━━━ Source records
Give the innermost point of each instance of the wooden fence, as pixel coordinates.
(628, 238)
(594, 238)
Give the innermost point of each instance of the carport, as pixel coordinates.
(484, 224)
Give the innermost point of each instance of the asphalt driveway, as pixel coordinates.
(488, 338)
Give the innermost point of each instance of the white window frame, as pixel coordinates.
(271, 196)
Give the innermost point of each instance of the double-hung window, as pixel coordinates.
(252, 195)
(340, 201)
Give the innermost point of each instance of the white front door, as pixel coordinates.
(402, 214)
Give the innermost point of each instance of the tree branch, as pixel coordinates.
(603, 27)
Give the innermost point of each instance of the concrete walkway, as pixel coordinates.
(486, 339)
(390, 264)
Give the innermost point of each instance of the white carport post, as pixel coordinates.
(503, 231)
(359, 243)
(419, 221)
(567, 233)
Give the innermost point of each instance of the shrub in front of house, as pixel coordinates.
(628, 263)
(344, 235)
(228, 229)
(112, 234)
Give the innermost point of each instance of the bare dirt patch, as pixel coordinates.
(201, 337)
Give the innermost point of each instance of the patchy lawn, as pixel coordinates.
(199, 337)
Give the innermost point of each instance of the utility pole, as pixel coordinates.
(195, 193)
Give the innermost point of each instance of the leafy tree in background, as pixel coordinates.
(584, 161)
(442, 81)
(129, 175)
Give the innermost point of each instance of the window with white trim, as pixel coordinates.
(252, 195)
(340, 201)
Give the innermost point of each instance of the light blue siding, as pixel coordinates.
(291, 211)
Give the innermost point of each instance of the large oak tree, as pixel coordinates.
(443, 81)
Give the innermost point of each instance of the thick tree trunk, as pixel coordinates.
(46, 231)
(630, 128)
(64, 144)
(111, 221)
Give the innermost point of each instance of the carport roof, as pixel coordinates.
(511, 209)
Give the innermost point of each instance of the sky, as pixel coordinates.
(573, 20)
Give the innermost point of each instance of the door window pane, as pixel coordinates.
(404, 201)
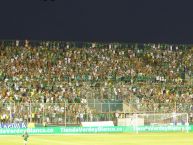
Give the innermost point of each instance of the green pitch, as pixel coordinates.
(104, 139)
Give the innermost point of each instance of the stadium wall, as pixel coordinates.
(84, 130)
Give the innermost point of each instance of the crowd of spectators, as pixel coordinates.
(58, 72)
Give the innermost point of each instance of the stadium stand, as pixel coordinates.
(49, 74)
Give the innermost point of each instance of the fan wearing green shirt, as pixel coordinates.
(25, 137)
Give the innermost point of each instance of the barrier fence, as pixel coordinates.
(74, 113)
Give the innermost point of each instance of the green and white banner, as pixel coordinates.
(84, 130)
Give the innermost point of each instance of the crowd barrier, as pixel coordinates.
(85, 130)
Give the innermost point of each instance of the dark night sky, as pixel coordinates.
(166, 21)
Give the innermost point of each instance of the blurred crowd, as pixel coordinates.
(58, 72)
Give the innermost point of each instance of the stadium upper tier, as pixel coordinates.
(47, 73)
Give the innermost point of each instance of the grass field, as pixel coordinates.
(104, 139)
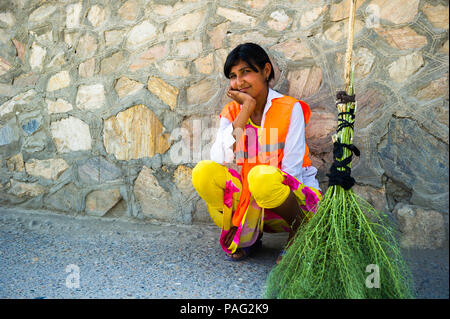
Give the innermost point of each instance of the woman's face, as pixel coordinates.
(246, 80)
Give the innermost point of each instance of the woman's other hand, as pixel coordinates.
(242, 98)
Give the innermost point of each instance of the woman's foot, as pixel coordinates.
(242, 253)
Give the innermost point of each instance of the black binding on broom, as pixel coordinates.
(342, 177)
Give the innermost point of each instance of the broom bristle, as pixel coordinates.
(347, 250)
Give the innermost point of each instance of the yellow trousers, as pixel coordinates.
(269, 187)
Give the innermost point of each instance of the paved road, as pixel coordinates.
(41, 255)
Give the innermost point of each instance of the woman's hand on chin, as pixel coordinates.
(241, 97)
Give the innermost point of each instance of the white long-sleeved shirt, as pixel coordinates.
(294, 146)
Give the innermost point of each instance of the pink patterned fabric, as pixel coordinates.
(235, 174)
(230, 188)
(292, 182)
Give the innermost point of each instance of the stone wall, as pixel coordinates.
(106, 106)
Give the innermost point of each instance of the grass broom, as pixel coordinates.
(347, 249)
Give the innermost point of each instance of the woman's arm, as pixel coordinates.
(294, 146)
(220, 151)
(248, 105)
━━━━━━
Reproduce the records from the line that contains "Give the innermost point of each instance of the stadium upper" through the end of the records, including the requests, and increase every pixel coordinate in the answers by 116. Leave the picture lines out.

Give the innermost point of each instance of the stadium upper tier, as pixel coordinates.
(163, 189)
Give the innermost point of each instance of the grass field, as pixel coordinates.
(220, 255)
Give the innermost point of each instance of the woman's face, as pixel coordinates.
(362, 196)
Give the innermost point of each instance of the woman's other hand, as pixel coordinates.
(358, 214)
Give the innermost point of each instance of the woman's foot, as pixel coordinates.
(358, 369)
Give the innermost point of each instance of the black binding on broom, as pixel coordinates.
(458, 293)
Give the innermost point of each instance of the broom bristle, as pixel coordinates.
(463, 366)
Give the innermost point of each instance of the yellow trousers, as pixel coordinates.
(385, 303)
Give the innermost point of each instance of the paved road, as pixel coordinates.
(157, 371)
Give the innermost point of each instance of the woman's hand on chin, as pixel coordinates.
(357, 213)
Give the innermost point of each instance of the white long-sleeved shirt, as pixel coordinates.
(410, 262)
Give the innermost point of each instance of the pink patterned fabric, as pixel coordinates.
(351, 290)
(346, 304)
(408, 298)
Give the innermost point of each instance of the stone wall, as pixel coordinates.
(222, 222)
Give the innermost point of each instance of the grass broom, as pixel coordinates.
(463, 365)
Give the innermost point of each instance of the woman's arm, as pixel coordinates.
(410, 262)
(336, 267)
(364, 221)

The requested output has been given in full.